- Provided data:
********
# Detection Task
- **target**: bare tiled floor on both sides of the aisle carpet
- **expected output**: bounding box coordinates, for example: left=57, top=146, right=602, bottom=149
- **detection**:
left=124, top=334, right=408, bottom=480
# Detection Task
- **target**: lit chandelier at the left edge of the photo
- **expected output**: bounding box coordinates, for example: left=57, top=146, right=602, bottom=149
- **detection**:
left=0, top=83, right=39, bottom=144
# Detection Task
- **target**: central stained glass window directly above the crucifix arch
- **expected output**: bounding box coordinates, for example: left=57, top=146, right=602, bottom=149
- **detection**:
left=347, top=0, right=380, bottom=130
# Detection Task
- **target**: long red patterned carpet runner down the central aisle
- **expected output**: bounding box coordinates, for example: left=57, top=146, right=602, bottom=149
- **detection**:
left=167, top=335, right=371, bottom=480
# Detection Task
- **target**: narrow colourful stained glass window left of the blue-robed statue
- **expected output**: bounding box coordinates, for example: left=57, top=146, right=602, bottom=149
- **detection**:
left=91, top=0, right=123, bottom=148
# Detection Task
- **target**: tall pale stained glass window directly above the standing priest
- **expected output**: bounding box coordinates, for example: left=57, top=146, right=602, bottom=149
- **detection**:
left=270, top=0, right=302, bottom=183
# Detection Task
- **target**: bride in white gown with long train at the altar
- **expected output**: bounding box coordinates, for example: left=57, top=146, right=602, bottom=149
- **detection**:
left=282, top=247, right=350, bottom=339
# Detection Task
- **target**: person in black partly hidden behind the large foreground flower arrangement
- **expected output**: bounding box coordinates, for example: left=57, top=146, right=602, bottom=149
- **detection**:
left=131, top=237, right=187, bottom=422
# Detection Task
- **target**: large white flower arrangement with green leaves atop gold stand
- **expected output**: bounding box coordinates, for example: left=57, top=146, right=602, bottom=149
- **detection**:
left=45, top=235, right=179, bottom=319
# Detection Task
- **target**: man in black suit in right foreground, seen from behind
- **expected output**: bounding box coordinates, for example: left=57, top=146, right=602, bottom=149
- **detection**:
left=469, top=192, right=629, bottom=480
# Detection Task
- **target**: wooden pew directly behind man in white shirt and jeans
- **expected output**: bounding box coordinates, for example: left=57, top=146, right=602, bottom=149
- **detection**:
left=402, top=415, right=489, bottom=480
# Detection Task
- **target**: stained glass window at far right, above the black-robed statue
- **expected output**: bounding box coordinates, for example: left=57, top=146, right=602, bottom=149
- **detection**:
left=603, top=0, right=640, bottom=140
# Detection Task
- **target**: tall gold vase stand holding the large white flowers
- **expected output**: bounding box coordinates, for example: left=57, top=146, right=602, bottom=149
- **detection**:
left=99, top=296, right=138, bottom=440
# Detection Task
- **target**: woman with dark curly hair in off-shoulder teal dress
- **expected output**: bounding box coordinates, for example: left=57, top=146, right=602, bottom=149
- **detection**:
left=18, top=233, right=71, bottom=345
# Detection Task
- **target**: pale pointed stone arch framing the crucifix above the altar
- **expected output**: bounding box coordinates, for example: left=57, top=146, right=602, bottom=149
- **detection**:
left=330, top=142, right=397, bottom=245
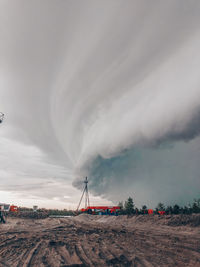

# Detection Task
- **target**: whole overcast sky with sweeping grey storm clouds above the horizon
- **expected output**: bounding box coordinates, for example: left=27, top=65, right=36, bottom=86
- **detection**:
left=0, top=0, right=200, bottom=209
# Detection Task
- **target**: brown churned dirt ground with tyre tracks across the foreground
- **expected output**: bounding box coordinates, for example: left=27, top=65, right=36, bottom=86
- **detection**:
left=0, top=214, right=200, bottom=267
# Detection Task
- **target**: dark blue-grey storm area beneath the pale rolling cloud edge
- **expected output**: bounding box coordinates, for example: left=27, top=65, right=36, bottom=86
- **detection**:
left=77, top=138, right=200, bottom=207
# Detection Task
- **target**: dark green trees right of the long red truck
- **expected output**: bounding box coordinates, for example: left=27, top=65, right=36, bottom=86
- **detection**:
left=118, top=197, right=200, bottom=215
********
- Task prompt: Where does the string "aisle" appear in the records above? Return every line that holds it.

- Task response:
- **target**: bare tiled floor on both sides of the aisle carpet
- **target**: long red patterned carpet runner down the central aisle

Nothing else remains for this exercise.